### TASK DIRECTIONS
Copy the part of the material that opens with the line containing "Where can the shoreline" and closes with the line containing "<point>15,254</point>", word for word and including both of those lines. Leave the pictures out of your copy.

### GIVEN RECORDS
◇ ◇ ◇
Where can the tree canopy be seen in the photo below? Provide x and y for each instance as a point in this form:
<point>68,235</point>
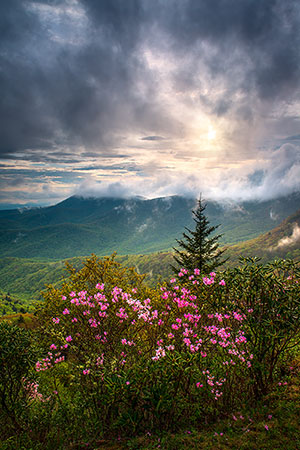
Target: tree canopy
<point>200,249</point>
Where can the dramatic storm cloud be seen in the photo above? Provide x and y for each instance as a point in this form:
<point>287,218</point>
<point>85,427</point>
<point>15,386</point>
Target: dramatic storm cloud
<point>115,97</point>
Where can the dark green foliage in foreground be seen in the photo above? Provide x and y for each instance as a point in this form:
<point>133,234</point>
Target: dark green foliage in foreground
<point>200,248</point>
<point>110,382</point>
<point>16,360</point>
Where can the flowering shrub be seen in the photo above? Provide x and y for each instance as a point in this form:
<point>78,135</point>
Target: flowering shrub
<point>159,358</point>
<point>116,355</point>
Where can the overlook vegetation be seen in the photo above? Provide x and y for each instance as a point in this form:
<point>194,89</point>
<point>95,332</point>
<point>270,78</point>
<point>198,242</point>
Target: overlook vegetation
<point>112,363</point>
<point>94,354</point>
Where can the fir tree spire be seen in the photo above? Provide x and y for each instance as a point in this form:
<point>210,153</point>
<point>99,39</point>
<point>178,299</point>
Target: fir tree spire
<point>199,249</point>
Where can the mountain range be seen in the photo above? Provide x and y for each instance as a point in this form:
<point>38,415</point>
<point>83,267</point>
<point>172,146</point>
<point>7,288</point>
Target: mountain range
<point>79,226</point>
<point>24,278</point>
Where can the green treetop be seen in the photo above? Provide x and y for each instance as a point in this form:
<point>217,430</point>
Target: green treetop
<point>200,250</point>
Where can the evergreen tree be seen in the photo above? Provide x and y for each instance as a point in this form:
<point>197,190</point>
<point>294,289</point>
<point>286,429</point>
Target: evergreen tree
<point>199,249</point>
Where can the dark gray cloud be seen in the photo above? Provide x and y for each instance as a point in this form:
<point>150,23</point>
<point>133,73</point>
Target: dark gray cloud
<point>76,82</point>
<point>153,138</point>
<point>85,93</point>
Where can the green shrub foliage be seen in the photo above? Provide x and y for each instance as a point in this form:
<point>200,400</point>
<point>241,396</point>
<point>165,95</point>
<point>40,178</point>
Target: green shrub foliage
<point>120,358</point>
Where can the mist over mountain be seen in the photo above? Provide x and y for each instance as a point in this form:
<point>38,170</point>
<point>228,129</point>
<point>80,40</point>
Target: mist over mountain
<point>79,226</point>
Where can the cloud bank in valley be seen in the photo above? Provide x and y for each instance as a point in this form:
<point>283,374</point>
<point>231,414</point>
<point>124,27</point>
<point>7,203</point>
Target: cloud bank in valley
<point>149,98</point>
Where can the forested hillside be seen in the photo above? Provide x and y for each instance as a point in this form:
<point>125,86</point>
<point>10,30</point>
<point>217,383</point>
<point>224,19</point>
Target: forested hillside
<point>80,226</point>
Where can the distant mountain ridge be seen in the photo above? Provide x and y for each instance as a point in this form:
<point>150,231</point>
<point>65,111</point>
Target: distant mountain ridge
<point>79,226</point>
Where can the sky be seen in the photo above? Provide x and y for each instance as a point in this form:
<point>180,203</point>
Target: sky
<point>150,98</point>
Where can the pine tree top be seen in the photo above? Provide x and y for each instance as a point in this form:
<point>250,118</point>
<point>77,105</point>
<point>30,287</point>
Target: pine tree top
<point>199,249</point>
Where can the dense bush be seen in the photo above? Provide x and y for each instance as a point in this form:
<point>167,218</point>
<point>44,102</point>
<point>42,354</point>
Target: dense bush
<point>16,360</point>
<point>117,357</point>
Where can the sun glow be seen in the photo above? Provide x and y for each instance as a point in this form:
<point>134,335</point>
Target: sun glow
<point>211,134</point>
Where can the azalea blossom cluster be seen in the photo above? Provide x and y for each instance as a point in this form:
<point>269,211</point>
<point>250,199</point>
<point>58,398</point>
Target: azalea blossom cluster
<point>113,326</point>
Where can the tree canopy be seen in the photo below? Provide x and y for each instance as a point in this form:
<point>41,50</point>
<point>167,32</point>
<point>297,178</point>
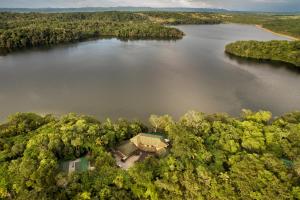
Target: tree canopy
<point>214,156</point>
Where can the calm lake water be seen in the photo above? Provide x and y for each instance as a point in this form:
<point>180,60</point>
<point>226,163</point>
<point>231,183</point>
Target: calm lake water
<point>112,78</point>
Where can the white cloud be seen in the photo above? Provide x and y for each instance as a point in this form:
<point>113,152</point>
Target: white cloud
<point>268,5</point>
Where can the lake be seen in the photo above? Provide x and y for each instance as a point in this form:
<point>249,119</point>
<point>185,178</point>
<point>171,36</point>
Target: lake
<point>133,79</point>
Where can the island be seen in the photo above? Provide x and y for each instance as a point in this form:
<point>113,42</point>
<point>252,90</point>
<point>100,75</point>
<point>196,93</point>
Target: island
<point>29,30</point>
<point>208,156</point>
<point>279,51</point>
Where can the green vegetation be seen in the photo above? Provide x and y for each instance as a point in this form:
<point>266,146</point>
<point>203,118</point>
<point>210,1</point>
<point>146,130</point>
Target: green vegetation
<point>211,157</point>
<point>285,24</point>
<point>27,30</point>
<point>284,51</point>
<point>20,30</point>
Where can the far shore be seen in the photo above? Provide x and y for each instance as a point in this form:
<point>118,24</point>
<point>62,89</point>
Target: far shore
<point>280,34</point>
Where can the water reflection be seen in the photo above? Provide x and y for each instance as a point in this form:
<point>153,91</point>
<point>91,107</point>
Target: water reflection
<point>133,79</point>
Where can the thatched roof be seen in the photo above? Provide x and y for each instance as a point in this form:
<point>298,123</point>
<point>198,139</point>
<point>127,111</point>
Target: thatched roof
<point>149,141</point>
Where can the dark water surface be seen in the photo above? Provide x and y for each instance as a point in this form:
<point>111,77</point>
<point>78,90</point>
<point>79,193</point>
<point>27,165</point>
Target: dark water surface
<point>111,78</point>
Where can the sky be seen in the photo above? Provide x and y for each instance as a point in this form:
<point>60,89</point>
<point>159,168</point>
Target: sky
<point>253,5</point>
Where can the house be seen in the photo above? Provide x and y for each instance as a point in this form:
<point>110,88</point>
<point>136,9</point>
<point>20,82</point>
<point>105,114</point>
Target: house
<point>78,165</point>
<point>126,149</point>
<point>142,143</point>
<point>150,142</point>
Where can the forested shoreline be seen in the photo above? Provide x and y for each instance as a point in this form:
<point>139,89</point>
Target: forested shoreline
<point>212,156</point>
<point>28,30</point>
<point>283,51</point>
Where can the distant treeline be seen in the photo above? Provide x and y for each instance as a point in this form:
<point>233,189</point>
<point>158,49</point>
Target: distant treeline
<point>21,30</point>
<point>26,30</point>
<point>284,51</point>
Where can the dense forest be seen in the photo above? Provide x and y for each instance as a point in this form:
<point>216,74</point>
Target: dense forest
<point>213,156</point>
<point>26,30</point>
<point>20,30</point>
<point>284,51</point>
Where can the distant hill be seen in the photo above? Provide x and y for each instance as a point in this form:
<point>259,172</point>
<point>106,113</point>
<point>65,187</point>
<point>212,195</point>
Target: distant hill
<point>103,9</point>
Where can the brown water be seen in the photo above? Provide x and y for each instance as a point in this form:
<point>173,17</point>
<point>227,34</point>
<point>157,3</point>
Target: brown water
<point>112,78</point>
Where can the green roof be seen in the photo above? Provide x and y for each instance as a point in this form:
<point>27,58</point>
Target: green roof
<point>127,148</point>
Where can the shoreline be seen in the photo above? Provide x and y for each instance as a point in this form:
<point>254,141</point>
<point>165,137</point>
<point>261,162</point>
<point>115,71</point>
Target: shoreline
<point>279,34</point>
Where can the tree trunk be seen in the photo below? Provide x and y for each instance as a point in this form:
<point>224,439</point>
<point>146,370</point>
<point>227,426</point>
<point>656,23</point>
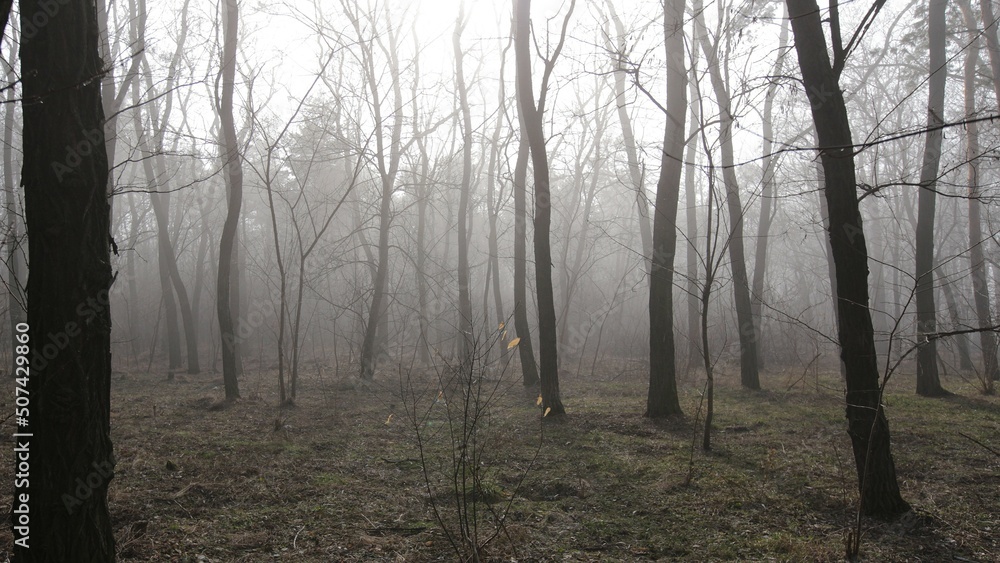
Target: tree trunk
<point>387,160</point>
<point>980,284</point>
<point>768,201</point>
<point>928,381</point>
<point>661,399</point>
<point>628,138</point>
<point>691,232</point>
<point>749,376</point>
<point>234,177</point>
<point>867,425</point>
<point>68,222</point>
<point>529,369</point>
<point>532,123</point>
<point>464,282</point>
<point>992,43</point>
<point>15,254</point>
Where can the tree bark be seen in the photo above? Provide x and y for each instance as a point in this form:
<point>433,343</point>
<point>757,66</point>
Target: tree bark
<point>68,223</point>
<point>16,301</point>
<point>867,424</point>
<point>532,123</point>
<point>529,369</point>
<point>387,161</point>
<point>628,139</point>
<point>661,399</point>
<point>691,231</point>
<point>464,282</point>
<point>234,176</point>
<point>749,376</point>
<point>980,280</point>
<point>768,201</point>
<point>928,381</point>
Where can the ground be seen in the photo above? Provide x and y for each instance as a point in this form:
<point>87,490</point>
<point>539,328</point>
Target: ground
<point>339,477</point>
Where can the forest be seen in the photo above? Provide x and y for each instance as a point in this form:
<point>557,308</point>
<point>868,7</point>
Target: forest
<point>465,280</point>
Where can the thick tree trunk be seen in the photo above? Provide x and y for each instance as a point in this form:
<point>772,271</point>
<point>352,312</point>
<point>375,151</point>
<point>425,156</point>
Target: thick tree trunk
<point>867,425</point>
<point>68,223</point>
<point>980,283</point>
<point>234,177</point>
<point>928,381</point>
<point>661,399</point>
<point>532,123</point>
<point>768,201</point>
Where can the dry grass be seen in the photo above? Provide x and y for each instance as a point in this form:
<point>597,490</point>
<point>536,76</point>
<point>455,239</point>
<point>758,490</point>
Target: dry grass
<point>330,480</point>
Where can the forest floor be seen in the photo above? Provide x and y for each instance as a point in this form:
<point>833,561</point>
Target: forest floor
<point>339,476</point>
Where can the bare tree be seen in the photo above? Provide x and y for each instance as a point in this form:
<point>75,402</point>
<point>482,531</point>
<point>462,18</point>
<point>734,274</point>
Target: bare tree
<point>749,376</point>
<point>980,285</point>
<point>547,341</point>
<point>662,397</point>
<point>234,180</point>
<point>867,424</point>
<point>68,220</point>
<point>464,300</point>
<point>928,381</point>
<point>620,53</point>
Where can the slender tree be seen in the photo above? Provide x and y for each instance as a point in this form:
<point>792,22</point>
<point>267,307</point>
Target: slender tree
<point>749,376</point>
<point>234,181</point>
<point>928,381</point>
<point>662,398</point>
<point>980,287</point>
<point>768,200</point>
<point>547,341</point>
<point>466,335</point>
<point>68,220</point>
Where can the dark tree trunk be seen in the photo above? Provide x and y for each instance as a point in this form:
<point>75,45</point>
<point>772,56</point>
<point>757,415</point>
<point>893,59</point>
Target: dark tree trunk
<point>661,399</point>
<point>387,160</point>
<point>234,176</point>
<point>867,425</point>
<point>68,223</point>
<point>928,381</point>
<point>529,370</point>
<point>532,123</point>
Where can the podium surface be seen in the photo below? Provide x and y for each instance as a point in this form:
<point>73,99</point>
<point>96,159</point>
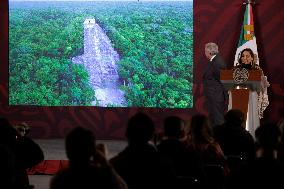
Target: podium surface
<point>239,91</point>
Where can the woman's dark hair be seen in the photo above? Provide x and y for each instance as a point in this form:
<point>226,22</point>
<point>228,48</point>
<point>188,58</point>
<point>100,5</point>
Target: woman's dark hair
<point>241,53</point>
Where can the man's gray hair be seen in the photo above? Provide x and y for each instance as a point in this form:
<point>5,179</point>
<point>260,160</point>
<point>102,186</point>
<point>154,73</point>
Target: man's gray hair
<point>212,48</point>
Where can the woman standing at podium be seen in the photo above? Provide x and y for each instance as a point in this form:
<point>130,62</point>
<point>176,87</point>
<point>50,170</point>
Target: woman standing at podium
<point>258,101</point>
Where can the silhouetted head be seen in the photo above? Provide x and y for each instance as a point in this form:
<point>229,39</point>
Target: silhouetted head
<point>140,128</point>
<point>80,144</point>
<point>173,127</point>
<point>235,117</point>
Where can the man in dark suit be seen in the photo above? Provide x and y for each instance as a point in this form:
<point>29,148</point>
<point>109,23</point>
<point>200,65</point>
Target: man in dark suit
<point>214,91</point>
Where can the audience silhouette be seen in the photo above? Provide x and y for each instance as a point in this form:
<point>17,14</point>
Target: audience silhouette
<point>17,154</point>
<point>88,168</point>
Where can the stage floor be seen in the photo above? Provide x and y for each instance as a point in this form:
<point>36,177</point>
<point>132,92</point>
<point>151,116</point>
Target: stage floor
<point>54,149</point>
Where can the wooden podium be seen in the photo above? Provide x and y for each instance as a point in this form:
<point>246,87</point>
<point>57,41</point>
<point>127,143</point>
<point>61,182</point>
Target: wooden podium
<point>240,90</point>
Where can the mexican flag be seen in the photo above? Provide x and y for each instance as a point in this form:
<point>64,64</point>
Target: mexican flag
<point>247,37</point>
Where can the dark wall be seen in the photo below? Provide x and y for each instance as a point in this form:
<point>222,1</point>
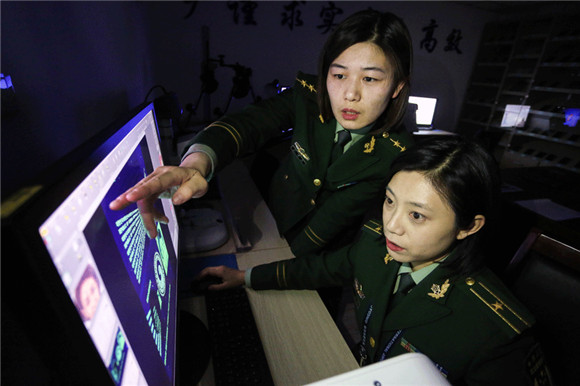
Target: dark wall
<point>77,66</point>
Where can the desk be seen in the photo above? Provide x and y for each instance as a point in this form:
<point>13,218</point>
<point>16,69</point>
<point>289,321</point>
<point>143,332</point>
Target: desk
<point>300,339</point>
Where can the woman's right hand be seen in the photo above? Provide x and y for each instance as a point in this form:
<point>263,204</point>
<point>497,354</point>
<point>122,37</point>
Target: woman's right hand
<point>189,178</point>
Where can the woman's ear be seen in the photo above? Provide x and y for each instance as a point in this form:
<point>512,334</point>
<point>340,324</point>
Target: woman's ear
<point>398,89</point>
<point>477,223</point>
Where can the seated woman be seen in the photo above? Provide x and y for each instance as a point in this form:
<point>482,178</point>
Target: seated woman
<point>439,204</point>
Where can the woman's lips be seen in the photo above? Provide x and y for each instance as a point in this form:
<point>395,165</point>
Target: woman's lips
<point>350,115</point>
<point>393,247</point>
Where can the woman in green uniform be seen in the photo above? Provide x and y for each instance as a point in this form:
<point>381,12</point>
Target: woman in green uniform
<point>316,196</point>
<point>438,206</point>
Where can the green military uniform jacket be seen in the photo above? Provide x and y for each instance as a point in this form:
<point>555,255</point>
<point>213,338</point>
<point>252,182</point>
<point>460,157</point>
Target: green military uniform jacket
<point>473,329</point>
<point>311,199</point>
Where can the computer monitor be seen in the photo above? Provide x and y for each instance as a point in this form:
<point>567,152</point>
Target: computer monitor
<point>94,294</point>
<point>425,111</point>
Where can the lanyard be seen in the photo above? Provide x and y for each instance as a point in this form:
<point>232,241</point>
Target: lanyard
<point>362,349</point>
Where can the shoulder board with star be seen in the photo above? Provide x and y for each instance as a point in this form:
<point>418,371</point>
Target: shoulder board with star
<point>498,304</point>
<point>396,141</point>
<point>373,227</point>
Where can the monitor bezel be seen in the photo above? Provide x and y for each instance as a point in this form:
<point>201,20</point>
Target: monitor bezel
<point>31,284</point>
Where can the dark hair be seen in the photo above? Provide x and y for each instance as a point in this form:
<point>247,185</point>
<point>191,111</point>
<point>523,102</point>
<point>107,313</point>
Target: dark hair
<point>467,177</point>
<point>388,32</point>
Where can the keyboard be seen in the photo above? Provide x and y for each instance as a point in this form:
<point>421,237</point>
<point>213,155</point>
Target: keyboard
<point>237,352</point>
◇ ◇ ◇
### SOLUTION FOR THIS PROBLEM
Where can the shoreline be seen in the photo above? Provide x and y for each instance as a point in this form:
<point>254,141</point>
<point>165,137</point>
<point>261,162</point>
<point>115,71</point>
Target: shoreline
<point>279,34</point>
Where can the tree trunk be seen in the photo below? Provide x and y for each instance as a point in this form:
<point>224,439</point>
<point>146,370</point>
<point>227,426</point>
<point>656,23</point>
Target: tree trunk
<point>387,160</point>
<point>980,284</point>
<point>768,201</point>
<point>928,381</point>
<point>661,399</point>
<point>628,138</point>
<point>691,232</point>
<point>749,376</point>
<point>234,177</point>
<point>867,425</point>
<point>68,222</point>
<point>529,369</point>
<point>532,123</point>
<point>464,282</point>
<point>992,43</point>
<point>15,254</point>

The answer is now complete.